» **Jobs**
- A) Answer these from the piece on 3D printing:
(i) Which two vehicles does it name as ones people could once fix themselves?
(ii) What does the writer ask might be better than a 3D-printed house?
(iii) What does it say 3D printing allows to be done with prototypes?
- B) Put this sentence from the piece on 3D printing into Spanish: "3D printing has been the future for so long now that it is in serious danger of becoming the past without ever fully having become the present."
- C) Write the next few sentences of the piece on 3D printing, picking up after its final line.

» **Passage**
--- begin ---

Severing the link between design and manufacture will not lead to a revolution of makers. It will leave us in a world full of horrible kitsch
3D printing has been the future for so long now that it is in serious danger of becoming the past without ever fully having become the present.
Design magazines, websites, festivals and fairs are full to overflowing with the products of a generation of designers still seemingly amazed that they can create something with no tools, no craft, no skill, just a box of digital tricks.
From the most horrific baroque chairs to kitsch key rings, 3D printing is a medium scrabbling around the floor looking for a purpose. And it seems sometimes to have the whole design world on its knees helping it to look.
The problem is … well no, there isn’t a single problem. There are so many problems I don’t know where to begin. Take, for instance, the 3D-printed house. It can now, we are assured, be done. It has been done.
Why though, is that a good thing? Is it efficient? How much energy and material go into producing huge chunks of over-detailed hardened gunk? Why is a brick not better?
We are told that 3D printing will make producers out of consumers. Really? Will they not instead all be empowered to make digital models of themselves or their pets, kitschy picture frames and iPod covers? We learn that 3D printing will allow us to manufacture spare parts for our machines at home. And who will fit them? Can anyone fix a modern computerised car the way they could a Mini or a Triumph Bonneville?
This, in case you have become nervous, is not a rant about 3D printing itself, which is something that patently has its uses. I understand that it makes exotic architectural models possible (though the buildings it allows to be modelled that couldn’t have been done before should never, ever be built), that it means prototypes can be endlessly and cheaply refined and so on.

--- end ---

» **Material**

--- begin ---

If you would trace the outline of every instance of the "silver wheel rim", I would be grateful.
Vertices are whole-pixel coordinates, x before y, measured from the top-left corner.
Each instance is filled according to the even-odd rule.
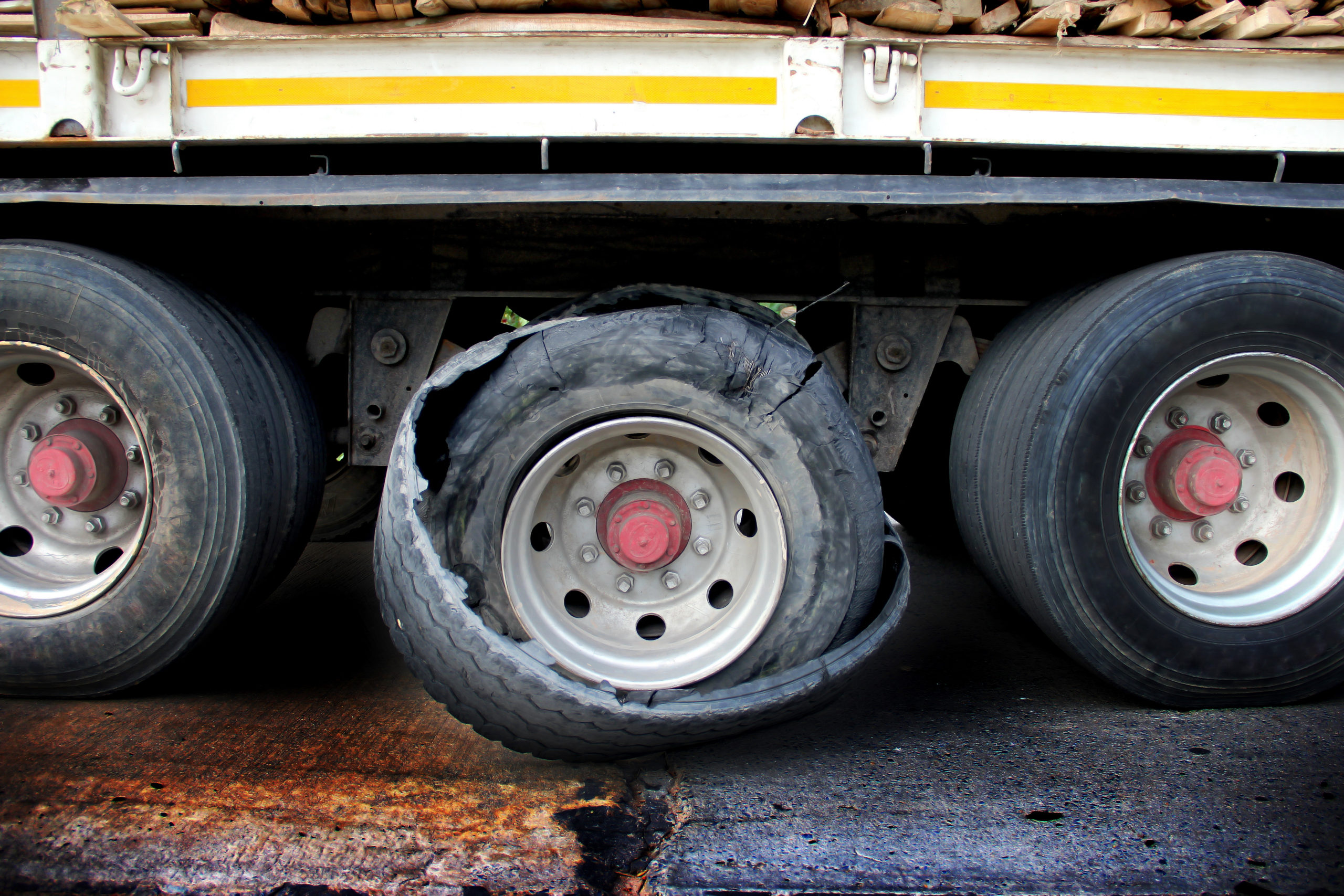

--- end ---

» **Response list**
- A)
(i) A Mini and a Triumph Bonneville.
(ii) A brick.
(iii) They can be endlessly and cheaply refined.

- B) La impresión 3D lleva tanto tiempo siendo el futuro que corre un serio peligro de convertirse en el pasado sin haber llegado nunca a ser del todo el presente.

- C)
The problem rather is that designers are designing to suit the capacity of the technology and if that technology has no real limits then the designs are deracinated, they become uprooted from the traditions of craft, making or practical manufacture which have led to their languages being developed – and an entire culture is lost. The assumption in many design schools today seems to be that manufacture takes place somewhere else.
The designer is the lone genius who creates. The product then arrives in a box. When the beautiful Ravensbourne school with its 1960s Miesian Kent campus closed down it was replaced by a school in the shadow of the Millennium Dome with no workshops.
As designers lose fundamental contact with the materials, shapes, techniques and crafts which have created our object culture, we will be left with a landscape of products equivalent to the anonymous corporate architecture of the CBD in which everywhere and everything looks the same.
The irony, of course, is that 3D printing allows endless formal invention. But if that invention is only stuff, an expression of what a computer and a robot manufacturer can do – rather than what people might feel some cultural, emotional or physical connection to, the result will be a landscape of complex crap, a web of alien tendrils, stupid-shaped chairs and ironically regurgitated gothic and rococo details, of parametric fluidity and organic exoskeletal insecticism. It will be horrible.
In fact, it is already here.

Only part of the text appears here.